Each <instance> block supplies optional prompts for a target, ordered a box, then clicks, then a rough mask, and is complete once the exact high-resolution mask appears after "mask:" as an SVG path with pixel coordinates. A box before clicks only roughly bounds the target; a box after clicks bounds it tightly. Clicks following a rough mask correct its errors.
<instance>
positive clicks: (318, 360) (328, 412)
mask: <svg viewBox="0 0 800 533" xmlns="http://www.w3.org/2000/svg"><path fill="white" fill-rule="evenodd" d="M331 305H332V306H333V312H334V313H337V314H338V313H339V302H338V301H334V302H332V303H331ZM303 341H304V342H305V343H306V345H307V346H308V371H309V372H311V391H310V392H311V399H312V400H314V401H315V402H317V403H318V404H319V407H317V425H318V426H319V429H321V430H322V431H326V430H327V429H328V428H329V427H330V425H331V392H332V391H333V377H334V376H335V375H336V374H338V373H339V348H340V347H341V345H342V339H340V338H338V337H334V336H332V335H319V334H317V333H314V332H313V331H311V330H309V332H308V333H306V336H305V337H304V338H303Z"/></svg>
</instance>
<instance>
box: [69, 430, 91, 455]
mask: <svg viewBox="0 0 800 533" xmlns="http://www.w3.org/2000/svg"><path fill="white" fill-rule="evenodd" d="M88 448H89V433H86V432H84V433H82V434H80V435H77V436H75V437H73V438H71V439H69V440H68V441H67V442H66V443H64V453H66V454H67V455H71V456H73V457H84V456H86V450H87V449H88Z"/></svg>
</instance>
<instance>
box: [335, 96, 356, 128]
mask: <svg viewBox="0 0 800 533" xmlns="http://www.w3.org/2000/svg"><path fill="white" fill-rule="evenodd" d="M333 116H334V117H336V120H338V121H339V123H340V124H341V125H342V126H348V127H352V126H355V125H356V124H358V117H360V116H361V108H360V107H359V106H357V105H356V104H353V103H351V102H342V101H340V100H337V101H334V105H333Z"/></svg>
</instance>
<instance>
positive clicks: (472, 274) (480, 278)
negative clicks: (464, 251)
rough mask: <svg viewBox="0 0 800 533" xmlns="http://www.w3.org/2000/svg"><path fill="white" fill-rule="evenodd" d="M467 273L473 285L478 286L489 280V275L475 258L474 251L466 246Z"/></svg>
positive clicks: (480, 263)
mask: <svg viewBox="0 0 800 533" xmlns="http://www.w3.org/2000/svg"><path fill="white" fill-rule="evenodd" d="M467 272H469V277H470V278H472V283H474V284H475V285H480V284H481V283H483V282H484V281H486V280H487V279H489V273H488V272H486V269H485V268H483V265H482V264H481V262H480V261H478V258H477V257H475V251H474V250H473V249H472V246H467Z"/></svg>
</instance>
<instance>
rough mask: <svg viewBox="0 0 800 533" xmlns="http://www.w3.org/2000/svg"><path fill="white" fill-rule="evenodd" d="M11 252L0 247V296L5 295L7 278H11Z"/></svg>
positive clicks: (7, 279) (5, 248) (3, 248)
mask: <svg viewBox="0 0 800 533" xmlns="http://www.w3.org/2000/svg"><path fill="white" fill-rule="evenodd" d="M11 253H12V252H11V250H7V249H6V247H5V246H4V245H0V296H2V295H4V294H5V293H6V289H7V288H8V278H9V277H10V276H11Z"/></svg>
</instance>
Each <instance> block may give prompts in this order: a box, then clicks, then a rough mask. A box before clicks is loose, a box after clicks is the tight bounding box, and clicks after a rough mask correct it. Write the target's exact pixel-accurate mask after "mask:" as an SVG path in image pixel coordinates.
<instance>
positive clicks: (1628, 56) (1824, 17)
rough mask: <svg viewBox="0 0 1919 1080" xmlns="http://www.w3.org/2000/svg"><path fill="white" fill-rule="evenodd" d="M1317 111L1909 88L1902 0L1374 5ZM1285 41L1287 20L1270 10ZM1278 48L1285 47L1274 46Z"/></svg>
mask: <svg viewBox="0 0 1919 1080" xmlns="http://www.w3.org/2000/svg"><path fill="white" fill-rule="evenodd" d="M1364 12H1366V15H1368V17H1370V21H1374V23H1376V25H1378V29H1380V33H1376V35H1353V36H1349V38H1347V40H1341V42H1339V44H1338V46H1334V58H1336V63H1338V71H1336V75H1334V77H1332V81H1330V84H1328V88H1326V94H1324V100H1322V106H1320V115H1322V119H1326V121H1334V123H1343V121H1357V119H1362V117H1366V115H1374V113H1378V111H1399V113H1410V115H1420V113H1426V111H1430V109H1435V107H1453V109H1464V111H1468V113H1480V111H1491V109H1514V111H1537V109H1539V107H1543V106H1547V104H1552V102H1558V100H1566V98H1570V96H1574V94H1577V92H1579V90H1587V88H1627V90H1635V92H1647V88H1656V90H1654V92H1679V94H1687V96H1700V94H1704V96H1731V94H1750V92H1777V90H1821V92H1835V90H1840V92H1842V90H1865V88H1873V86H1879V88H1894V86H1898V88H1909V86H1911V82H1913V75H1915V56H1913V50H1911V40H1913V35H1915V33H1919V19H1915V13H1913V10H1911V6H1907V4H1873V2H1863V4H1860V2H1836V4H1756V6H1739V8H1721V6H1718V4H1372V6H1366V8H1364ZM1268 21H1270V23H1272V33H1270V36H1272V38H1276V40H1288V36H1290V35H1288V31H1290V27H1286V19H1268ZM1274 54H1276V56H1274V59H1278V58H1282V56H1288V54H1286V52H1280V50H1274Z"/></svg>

◆ **Task item**
Can you reproduce the listing starting at its first line and ending at the line containing "positive clicks: (318, 360) (328, 412)", renaming "rough mask" to "coarse mask" and leaving everything else unchanged?

◆ **Exercise response**
Each <instance> block supplies optional prompts for a target, ordered a box, then clicks, then a coarse mask, and is complete once the exact high-resolution mask appears after "mask:" as an SVG path with pixel coordinates. A box before clicks only roughly bounds the target; a box after clicks bounds it tightly. Clicks following a coarse mask correct its errors.
<instance>
positive clicks: (318, 360) (328, 412)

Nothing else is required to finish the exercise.